EXERCISE DESCRIPTION:
Find every line below that contains the word "white" and copy each one out in full. Match case exactly.
## start MATERIAL SHOWN
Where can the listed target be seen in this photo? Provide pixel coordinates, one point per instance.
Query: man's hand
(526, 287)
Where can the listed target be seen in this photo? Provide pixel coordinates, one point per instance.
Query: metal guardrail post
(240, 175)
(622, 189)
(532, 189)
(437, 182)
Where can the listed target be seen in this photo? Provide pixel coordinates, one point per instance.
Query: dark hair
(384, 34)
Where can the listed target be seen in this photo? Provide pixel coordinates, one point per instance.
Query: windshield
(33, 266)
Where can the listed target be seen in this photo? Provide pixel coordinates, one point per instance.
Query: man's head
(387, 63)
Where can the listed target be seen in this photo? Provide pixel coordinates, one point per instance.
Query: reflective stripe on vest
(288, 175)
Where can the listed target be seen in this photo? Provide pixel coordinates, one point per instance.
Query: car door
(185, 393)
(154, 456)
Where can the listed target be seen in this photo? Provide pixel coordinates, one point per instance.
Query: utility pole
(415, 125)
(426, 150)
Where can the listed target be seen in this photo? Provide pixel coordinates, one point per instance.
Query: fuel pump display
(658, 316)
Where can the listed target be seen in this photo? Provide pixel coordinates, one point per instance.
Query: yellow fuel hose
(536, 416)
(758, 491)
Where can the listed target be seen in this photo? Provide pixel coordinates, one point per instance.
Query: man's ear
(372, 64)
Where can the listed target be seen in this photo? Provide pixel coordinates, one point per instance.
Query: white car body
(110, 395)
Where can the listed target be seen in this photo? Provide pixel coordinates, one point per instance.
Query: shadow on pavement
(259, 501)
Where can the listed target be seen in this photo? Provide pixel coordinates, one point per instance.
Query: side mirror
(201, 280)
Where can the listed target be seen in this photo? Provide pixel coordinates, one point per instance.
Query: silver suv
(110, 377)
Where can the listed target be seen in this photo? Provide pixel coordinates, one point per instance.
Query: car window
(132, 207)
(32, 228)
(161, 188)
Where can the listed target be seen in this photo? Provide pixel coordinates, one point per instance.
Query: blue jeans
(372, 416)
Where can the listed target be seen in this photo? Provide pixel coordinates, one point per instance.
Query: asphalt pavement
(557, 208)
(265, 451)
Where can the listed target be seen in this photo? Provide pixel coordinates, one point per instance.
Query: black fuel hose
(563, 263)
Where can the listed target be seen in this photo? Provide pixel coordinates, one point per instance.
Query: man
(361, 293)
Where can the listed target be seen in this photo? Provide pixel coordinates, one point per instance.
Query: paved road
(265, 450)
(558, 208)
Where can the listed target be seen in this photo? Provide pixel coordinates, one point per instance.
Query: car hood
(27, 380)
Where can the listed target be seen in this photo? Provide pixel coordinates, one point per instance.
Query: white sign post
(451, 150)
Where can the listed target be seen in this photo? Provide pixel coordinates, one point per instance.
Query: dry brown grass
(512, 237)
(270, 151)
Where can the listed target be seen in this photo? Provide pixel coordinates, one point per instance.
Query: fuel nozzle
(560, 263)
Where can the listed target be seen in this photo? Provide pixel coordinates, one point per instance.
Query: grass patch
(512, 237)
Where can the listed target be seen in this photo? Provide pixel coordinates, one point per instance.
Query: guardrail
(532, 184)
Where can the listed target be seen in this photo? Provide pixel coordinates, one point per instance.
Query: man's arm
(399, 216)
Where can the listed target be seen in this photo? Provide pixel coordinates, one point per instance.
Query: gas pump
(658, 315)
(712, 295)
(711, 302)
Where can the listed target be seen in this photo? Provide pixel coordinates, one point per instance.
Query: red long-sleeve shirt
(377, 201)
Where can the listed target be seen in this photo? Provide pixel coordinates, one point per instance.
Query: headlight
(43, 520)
## end MATERIAL SHOWN
SOLUTION FOR THIS TASK:
Query: white car body
Query: white sign post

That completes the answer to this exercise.